■ CONSIGNE: Combien de lignes des enregistrements ci-dessous contiennent le mot "dresser" ? Donnez seulement ce nombre.

■ ENREGISTREMENTS FOURNIS:
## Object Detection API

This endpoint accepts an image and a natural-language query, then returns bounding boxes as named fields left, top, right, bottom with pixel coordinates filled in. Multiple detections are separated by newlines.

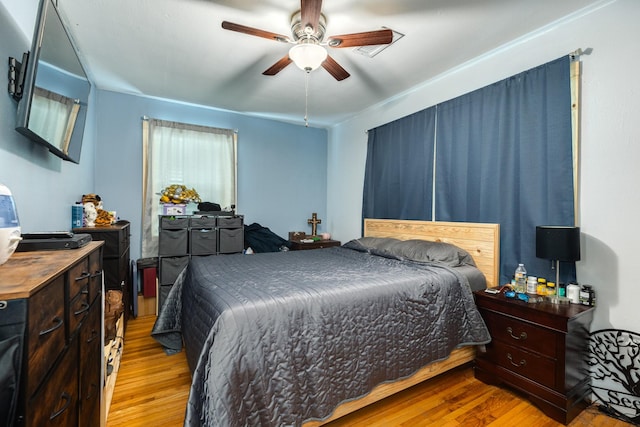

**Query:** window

left=142, top=118, right=237, bottom=257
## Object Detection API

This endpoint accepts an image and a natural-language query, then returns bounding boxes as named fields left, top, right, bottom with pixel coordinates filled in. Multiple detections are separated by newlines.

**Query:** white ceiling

left=58, top=0, right=598, bottom=127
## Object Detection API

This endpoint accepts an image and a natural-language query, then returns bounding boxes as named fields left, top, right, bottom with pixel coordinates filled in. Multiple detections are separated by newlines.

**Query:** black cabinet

left=73, top=221, right=131, bottom=326
left=158, top=213, right=244, bottom=307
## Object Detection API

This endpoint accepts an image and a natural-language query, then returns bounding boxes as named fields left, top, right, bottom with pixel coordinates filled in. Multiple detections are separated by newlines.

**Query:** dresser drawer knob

left=40, top=316, right=64, bottom=336
left=75, top=271, right=91, bottom=282
left=73, top=302, right=89, bottom=316
left=49, top=391, right=71, bottom=420
left=507, top=326, right=527, bottom=340
left=507, top=353, right=527, bottom=368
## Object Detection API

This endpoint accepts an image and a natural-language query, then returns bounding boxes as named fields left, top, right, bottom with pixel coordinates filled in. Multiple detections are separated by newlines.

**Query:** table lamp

left=536, top=225, right=580, bottom=286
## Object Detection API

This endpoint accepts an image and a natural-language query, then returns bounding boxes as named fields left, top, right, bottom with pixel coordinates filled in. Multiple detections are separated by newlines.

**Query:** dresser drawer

left=26, top=346, right=78, bottom=427
left=27, top=275, right=65, bottom=396
left=78, top=302, right=103, bottom=426
left=486, top=341, right=560, bottom=389
left=89, top=251, right=102, bottom=304
left=482, top=310, right=559, bottom=358
left=69, top=258, right=91, bottom=298
left=69, top=285, right=89, bottom=335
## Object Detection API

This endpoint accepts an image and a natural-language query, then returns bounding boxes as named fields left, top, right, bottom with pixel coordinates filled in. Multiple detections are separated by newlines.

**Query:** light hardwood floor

left=107, top=316, right=631, bottom=427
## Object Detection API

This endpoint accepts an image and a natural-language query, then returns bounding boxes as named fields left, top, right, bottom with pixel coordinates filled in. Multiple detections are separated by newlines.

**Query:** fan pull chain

left=304, top=71, right=311, bottom=128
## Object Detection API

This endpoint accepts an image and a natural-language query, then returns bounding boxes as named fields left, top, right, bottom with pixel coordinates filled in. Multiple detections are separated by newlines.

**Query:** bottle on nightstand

left=514, top=264, right=527, bottom=294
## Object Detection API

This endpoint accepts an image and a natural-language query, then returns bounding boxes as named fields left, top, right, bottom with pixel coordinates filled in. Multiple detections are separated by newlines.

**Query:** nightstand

left=474, top=291, right=594, bottom=424
left=289, top=240, right=340, bottom=251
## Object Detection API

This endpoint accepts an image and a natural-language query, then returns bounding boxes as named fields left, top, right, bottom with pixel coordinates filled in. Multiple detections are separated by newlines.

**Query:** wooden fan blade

left=322, top=56, right=351, bottom=81
left=222, top=21, right=290, bottom=43
left=327, top=29, right=393, bottom=47
left=262, top=54, right=292, bottom=76
left=300, top=0, right=322, bottom=30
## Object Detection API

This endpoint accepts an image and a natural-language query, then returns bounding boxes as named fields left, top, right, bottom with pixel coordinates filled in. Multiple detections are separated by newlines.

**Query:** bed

left=152, top=219, right=499, bottom=426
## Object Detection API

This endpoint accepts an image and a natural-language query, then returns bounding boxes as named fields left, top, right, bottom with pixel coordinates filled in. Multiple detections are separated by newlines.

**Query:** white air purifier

left=0, top=184, right=22, bottom=265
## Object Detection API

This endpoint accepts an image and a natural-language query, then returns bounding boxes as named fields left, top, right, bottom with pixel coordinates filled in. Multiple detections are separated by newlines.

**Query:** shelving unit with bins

left=158, top=212, right=244, bottom=307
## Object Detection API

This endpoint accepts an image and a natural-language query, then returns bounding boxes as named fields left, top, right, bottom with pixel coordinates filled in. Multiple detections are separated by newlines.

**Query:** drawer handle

left=39, top=316, right=64, bottom=336
left=73, top=302, right=89, bottom=316
left=507, top=326, right=527, bottom=340
left=87, top=329, right=99, bottom=344
left=85, top=383, right=98, bottom=400
left=49, top=391, right=71, bottom=420
left=76, top=271, right=91, bottom=282
left=507, top=353, right=527, bottom=368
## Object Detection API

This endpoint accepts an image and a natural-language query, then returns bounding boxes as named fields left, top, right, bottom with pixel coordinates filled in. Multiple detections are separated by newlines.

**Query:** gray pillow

left=345, top=237, right=476, bottom=267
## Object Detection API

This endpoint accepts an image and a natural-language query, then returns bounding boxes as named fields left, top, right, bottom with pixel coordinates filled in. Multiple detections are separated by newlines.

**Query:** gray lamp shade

left=536, top=225, right=580, bottom=262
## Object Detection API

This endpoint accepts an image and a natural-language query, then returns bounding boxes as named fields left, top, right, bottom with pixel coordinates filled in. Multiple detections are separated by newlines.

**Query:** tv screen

left=16, top=0, right=91, bottom=163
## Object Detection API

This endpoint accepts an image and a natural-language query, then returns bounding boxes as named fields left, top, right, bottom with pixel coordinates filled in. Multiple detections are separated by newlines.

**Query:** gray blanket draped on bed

left=152, top=248, right=490, bottom=426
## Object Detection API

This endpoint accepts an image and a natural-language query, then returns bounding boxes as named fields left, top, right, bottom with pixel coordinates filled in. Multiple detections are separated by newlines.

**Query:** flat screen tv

left=16, top=0, right=91, bottom=163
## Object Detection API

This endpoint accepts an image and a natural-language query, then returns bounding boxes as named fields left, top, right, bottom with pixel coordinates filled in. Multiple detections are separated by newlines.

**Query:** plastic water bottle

left=514, top=264, right=527, bottom=293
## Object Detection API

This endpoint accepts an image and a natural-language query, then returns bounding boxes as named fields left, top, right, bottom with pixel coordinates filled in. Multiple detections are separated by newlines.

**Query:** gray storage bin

left=189, top=228, right=217, bottom=255
left=159, top=256, right=189, bottom=285
left=160, top=216, right=189, bottom=230
left=158, top=229, right=189, bottom=255
left=190, top=216, right=216, bottom=228
left=218, top=228, right=244, bottom=254
left=218, top=216, right=242, bottom=228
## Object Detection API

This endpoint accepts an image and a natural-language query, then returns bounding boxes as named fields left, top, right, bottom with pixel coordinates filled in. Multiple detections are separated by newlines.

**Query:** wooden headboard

left=364, top=218, right=500, bottom=287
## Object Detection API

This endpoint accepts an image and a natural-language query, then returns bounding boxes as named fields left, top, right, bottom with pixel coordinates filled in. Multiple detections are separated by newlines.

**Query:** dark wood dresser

left=0, top=242, right=103, bottom=427
left=474, top=291, right=594, bottom=424
left=73, top=220, right=131, bottom=326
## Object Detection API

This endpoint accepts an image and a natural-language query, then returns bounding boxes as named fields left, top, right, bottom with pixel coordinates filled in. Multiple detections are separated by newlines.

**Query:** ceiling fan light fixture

left=289, top=43, right=327, bottom=72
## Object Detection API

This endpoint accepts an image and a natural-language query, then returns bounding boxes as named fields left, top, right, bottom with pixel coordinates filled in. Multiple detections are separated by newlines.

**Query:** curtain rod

left=569, top=47, right=593, bottom=61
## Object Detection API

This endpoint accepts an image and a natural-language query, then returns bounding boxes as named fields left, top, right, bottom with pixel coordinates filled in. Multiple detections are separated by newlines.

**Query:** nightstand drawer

left=482, top=310, right=558, bottom=358
left=487, top=342, right=557, bottom=389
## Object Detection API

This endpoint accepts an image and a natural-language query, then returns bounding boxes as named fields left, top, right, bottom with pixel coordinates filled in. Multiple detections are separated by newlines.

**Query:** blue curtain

left=363, top=56, right=575, bottom=283
left=362, top=108, right=436, bottom=220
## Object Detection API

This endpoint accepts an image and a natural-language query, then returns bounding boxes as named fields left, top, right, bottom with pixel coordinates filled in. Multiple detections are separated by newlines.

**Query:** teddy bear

left=82, top=194, right=114, bottom=227
left=82, top=202, right=98, bottom=227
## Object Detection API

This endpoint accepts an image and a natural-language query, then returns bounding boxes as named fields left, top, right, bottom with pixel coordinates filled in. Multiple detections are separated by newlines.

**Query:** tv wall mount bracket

left=8, top=52, right=29, bottom=101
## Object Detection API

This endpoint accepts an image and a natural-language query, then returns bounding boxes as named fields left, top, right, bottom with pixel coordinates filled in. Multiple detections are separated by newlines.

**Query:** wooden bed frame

left=304, top=219, right=500, bottom=427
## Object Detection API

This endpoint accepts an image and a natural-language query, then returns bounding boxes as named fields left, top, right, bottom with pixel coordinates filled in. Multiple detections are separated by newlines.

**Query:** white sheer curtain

left=142, top=118, right=237, bottom=257
left=29, top=87, right=80, bottom=154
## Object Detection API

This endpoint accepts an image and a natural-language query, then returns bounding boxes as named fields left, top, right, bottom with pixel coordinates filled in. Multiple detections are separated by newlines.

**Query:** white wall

left=327, top=0, right=640, bottom=332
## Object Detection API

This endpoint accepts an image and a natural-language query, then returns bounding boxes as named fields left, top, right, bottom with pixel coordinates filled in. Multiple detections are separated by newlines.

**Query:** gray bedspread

left=152, top=247, right=490, bottom=426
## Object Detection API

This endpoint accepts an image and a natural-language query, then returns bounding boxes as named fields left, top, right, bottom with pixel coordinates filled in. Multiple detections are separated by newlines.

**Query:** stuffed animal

left=82, top=194, right=115, bottom=227
left=83, top=202, right=98, bottom=227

■ SOLUTION RÉDIGÉE: 3